Extracted entries:
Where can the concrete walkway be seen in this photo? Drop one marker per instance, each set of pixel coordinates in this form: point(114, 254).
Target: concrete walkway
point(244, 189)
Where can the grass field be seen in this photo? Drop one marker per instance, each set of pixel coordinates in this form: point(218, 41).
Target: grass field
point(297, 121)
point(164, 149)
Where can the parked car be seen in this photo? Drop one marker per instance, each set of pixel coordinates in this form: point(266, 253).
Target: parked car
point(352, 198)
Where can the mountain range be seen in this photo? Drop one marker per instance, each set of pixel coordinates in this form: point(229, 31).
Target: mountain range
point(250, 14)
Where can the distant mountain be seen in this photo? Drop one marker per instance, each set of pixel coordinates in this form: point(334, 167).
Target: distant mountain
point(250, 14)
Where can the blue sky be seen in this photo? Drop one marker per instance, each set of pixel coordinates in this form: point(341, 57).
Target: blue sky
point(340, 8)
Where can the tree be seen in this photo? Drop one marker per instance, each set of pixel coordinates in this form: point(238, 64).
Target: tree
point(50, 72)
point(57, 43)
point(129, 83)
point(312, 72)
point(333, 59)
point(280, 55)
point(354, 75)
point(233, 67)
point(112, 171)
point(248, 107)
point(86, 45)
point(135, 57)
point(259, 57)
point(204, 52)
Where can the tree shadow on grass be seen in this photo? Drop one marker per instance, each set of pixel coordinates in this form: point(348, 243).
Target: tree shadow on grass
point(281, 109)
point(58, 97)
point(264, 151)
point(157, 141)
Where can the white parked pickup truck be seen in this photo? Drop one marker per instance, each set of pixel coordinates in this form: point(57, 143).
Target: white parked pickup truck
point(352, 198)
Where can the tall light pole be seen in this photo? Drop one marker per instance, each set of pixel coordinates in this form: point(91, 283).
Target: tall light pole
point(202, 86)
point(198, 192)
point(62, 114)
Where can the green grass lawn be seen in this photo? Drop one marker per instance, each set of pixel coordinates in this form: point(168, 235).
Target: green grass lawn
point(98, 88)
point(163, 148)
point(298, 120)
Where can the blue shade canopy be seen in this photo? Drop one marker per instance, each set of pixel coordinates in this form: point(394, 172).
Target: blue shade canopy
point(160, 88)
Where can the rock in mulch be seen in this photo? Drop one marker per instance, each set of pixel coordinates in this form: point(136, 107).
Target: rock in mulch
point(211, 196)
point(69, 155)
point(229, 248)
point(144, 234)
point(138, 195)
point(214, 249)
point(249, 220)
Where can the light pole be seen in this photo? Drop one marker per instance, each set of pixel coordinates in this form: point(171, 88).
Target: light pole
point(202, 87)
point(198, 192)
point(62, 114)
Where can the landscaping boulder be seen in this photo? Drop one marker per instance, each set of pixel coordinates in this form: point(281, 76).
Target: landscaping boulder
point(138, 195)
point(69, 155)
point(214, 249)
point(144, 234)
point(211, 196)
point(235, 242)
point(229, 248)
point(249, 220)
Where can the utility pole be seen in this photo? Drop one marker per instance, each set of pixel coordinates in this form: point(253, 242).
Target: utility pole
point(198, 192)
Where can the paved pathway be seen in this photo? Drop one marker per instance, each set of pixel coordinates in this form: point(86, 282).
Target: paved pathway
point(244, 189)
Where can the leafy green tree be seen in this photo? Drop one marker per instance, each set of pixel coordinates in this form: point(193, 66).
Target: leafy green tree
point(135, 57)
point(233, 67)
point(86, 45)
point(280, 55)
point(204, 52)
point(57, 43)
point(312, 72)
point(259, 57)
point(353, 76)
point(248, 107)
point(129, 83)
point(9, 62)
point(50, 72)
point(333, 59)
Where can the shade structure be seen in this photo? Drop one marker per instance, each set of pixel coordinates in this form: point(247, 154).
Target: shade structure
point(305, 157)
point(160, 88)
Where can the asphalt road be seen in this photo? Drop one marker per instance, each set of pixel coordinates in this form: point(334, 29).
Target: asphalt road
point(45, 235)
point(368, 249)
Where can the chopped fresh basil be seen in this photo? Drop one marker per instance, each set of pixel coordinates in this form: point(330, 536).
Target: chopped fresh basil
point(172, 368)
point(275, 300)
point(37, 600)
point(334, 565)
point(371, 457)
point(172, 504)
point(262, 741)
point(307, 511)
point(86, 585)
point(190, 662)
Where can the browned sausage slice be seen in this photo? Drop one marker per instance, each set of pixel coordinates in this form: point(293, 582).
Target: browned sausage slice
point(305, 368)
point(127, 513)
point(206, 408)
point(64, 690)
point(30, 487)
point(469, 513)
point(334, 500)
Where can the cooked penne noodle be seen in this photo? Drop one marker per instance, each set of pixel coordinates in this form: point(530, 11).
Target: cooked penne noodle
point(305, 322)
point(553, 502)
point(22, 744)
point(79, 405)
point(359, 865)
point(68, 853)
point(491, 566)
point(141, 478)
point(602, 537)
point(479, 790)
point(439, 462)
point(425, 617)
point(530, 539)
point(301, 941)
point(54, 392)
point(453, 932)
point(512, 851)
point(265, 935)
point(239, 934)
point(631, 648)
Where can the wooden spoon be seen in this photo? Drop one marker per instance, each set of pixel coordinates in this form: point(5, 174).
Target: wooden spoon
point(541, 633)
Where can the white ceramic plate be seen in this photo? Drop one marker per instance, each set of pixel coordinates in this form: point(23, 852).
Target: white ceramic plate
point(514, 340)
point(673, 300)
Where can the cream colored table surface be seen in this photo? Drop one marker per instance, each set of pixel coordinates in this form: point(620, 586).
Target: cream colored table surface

Short task:
Copy everything from the line containing "Where can the wooden" down to the end of the entries, adding 32 to each coordinate in the answer points but not to the sample points inside the entries.

Solution to this task:
Where can the wooden spoon be seen in this photo? Drop one marker per instance, each set of pixel coordinates in this form: point(5, 174).
Target: wooden spoon
point(573, 665)
Where can the white ceramic plate be seen in this photo? Drop one marker per instance, each set of pixel coordinates in this form: point(23, 852).
Target: white ceramic plate
point(546, 372)
point(705, 332)
Where can the cream colored table surface be seen in this photo? Drop one marker per instance, each set of pixel coordinates in this form: point(620, 586).
Target: cream colored table surface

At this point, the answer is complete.